▼▼▼
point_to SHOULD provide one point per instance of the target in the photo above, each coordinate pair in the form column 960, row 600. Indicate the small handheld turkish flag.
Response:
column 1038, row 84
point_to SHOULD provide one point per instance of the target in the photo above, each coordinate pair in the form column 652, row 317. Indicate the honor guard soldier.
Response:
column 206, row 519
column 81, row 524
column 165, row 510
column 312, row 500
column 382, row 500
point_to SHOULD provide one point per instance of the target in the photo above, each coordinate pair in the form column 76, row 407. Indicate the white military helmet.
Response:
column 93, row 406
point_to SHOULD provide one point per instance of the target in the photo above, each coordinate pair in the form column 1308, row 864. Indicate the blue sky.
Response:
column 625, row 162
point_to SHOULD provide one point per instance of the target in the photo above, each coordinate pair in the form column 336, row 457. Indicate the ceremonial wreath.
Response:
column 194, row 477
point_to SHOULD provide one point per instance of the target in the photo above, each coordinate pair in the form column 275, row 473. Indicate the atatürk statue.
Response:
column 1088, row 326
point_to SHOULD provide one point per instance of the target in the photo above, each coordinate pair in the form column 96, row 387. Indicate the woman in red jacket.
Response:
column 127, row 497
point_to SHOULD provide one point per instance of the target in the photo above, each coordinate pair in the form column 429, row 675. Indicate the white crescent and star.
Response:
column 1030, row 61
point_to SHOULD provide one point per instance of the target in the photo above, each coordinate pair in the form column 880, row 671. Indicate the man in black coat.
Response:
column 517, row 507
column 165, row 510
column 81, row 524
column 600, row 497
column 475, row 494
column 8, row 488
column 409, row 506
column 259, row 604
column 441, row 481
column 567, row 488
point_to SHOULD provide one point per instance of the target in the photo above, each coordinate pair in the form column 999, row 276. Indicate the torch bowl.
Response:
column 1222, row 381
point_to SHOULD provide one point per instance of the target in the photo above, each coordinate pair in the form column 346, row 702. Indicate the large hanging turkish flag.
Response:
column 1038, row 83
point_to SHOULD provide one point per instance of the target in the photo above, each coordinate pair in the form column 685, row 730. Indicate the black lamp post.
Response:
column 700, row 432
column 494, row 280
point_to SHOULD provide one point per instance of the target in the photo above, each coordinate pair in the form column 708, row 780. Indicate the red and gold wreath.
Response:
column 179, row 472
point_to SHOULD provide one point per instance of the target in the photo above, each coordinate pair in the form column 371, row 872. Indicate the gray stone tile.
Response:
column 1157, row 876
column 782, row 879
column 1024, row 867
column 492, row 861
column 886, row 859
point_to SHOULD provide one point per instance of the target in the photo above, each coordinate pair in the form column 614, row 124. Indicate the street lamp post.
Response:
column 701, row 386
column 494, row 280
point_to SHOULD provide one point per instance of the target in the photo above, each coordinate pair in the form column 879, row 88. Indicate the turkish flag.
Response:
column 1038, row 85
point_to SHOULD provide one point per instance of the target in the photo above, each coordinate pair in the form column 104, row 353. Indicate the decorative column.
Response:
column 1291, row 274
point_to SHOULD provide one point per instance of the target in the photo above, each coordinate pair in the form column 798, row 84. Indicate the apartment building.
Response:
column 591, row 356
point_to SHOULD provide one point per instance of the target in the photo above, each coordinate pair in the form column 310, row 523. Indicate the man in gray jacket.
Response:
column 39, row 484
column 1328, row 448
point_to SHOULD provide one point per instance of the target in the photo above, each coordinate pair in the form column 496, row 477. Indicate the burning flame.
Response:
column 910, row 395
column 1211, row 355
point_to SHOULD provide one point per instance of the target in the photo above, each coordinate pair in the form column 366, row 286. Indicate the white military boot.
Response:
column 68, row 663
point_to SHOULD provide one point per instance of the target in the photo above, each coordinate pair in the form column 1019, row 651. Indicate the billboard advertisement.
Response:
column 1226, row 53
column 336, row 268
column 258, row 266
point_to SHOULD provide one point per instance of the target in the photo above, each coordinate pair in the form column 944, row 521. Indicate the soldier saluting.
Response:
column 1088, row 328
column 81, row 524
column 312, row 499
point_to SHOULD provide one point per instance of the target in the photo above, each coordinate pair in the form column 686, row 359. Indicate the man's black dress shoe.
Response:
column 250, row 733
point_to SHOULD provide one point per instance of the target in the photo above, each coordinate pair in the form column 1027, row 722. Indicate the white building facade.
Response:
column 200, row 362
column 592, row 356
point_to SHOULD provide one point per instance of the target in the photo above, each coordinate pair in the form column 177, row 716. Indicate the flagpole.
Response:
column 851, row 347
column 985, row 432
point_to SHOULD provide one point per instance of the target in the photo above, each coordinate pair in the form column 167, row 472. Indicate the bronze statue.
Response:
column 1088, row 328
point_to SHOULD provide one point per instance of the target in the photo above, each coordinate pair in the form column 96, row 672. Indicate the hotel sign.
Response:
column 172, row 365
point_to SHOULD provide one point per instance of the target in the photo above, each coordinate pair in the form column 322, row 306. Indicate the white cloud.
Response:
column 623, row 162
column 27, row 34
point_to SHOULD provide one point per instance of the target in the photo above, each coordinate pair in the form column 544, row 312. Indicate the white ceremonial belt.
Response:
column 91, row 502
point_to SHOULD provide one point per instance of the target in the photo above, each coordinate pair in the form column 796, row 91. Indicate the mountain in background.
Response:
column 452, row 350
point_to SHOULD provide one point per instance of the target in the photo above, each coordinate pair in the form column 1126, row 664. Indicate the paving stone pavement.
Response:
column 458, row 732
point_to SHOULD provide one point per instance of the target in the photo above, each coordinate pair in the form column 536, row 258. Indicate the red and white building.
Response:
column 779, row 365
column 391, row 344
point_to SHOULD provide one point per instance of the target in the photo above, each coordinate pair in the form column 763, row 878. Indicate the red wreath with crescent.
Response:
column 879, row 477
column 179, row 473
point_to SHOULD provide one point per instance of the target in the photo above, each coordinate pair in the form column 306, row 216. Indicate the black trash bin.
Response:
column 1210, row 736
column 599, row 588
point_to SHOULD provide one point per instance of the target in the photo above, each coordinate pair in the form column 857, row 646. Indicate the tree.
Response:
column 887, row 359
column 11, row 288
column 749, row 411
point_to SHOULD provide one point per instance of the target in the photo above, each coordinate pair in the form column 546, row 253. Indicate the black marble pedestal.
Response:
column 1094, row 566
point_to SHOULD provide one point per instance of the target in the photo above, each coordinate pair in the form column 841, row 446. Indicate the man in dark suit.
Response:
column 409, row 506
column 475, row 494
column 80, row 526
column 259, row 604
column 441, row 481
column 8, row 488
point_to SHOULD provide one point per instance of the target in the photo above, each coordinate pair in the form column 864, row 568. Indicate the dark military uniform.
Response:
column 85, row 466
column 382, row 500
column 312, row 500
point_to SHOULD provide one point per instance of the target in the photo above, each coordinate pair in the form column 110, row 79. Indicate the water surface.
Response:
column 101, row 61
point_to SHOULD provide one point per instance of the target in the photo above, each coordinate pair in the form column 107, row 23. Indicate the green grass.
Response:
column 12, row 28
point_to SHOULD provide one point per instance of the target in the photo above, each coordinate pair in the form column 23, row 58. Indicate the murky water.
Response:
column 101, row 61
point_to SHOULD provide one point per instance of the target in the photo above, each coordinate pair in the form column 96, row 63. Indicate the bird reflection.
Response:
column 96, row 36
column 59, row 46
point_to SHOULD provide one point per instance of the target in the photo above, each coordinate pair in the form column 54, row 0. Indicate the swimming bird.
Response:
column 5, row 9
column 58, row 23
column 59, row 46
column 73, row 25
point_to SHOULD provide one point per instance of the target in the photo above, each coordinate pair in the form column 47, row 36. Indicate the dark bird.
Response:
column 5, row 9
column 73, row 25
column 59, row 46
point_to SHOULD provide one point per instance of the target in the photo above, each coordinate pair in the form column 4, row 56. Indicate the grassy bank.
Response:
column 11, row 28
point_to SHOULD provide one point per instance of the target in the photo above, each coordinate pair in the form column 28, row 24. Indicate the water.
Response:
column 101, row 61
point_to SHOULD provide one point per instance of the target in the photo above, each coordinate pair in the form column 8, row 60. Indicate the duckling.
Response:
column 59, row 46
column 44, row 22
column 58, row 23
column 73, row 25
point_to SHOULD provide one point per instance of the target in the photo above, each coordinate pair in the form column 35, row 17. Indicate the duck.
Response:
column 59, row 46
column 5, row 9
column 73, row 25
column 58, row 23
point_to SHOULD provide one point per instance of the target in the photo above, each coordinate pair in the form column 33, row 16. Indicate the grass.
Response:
▲▲▲
Task objective → Format the entries from the start through the line containing "column 93, row 406", inclusive, as a two-column CSV with the header input,output and one row per entry. Put each entry's text and its answer in their own quoted fields, with line breaks replaced by spaces.

Reply to the task →
input,output
"point_to SHOULD provide one point per instance of the target in the photo above, each coordinate pair in the form column 960, row 600. Indicate the small handheld turkish flag. Response:","column 1038, row 84"
"point_to SHOULD provide one point per instance of the target in the photo above, each coordinate pair in the form column 652, row 317. Indicate the honor guard soldier. Response:","column 206, row 519 column 81, row 524 column 165, row 510 column 312, row 500 column 382, row 500"
"point_to SHOULD provide one point per instance of the target in the photo above, each coordinate pair in the form column 76, row 407. Indicate the white military helmet. Response:","column 93, row 406"